**Aufgaben und Übungen:**
1. Wie schwer war laut dem Text über den Apotheker die Großkatze aus schwarzem Stein, die er einem Mediziner vor die Tür gestellt haben soll?
2. Schreiben Sie den Text über den Apotheker im Anschluss an seinen letzten Satz weiter.

**Übungstext:**
Als er wegen eines anderen Delikts im Gefängnis sitzt, zeigt er S. 2013 wegen Steuerhinterziehung an. Die Ermittler haken nach, fragen die Frau. Sie widerspricht. Auch S. lässt seine Anwälte übermitteln, wie ungeheuerlich er die Anschuldigungen findet. Im Oktober 2014 werden die Ermittlungen eingestellt.

Auch die Zurückhaltung der Ärzte, nachdem der Fall nun doch aufgeflogen ist, erklären die Reporter mit der Großzügigkeit des Apothekers: Einen Bekannten habe er losgeschickt, um die neusten iPhones zu kaufen, eine ganze Tüte voll, Bezahlung in bar. Anschließend habe er die Handys an die Mitarbeiter der Arztpraxen in der Umgebung verschenkt. Einem Mediziner habe er eine Großkatze aus schwarzem Stein vor die Tür gestellt, 300 Kilogramm schwer.

**Quellenmaterial:**
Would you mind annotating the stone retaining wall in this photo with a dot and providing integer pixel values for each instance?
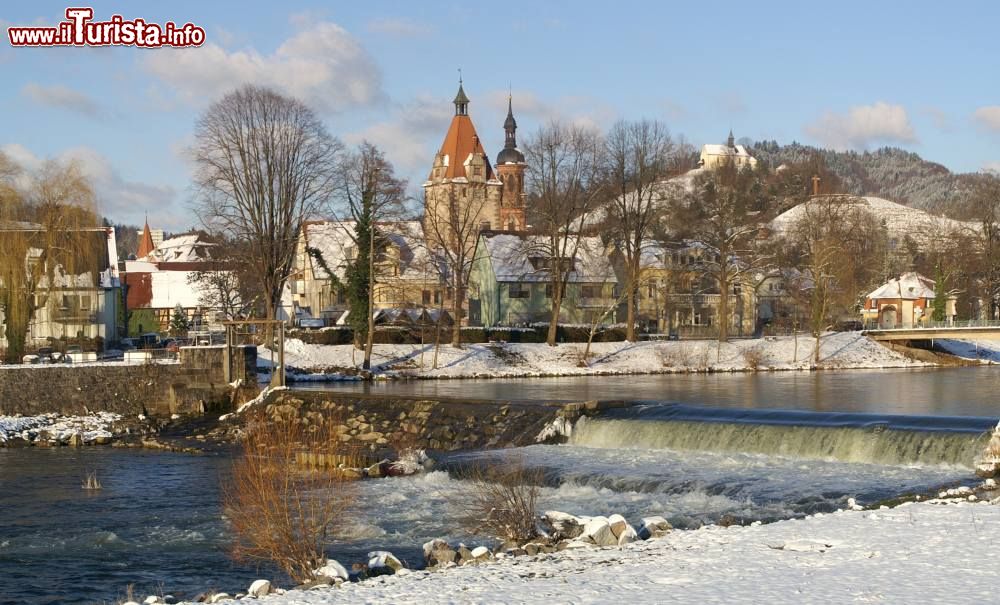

--

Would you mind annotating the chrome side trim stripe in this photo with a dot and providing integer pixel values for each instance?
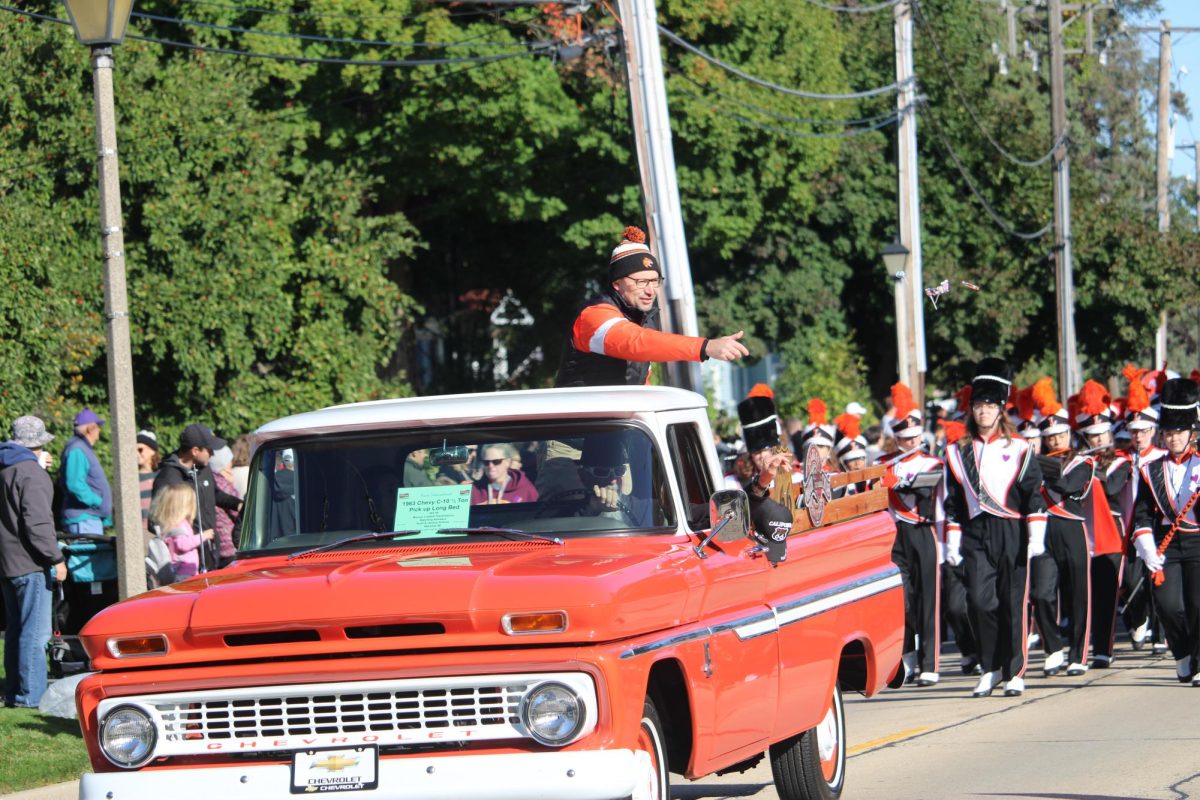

**Gegebene Antworten:**
1. Sie war 300 Kilogramm schwer.

2.
„Vielleicht hat es mit solchen Gefälligkeiten zu tun – jedenfalls ziehen sich die Ärzte, die bei Peter S. Krebsmedikamente bestellten, auf die Behauptung zurück, sie hätten bei ihren Patienten keine Verschlechterung des Gesundheitszustandes feststellen können“, schreiben die Zeit-Autoren. Der Hauptabnehmer der Alten Apotheke, eine Praxis in Bottrop, direkt gegenüber gelegen, habe angeblich sogar die Patientenakten ausgewertet. „Ergebnis: Die Infusionen von Peter S. hätten ein überdurchschnittlich gutes Behandlungsergebnis erzielt.“ 37 Praxen in fünf Bundesländern soll er beliefert haben.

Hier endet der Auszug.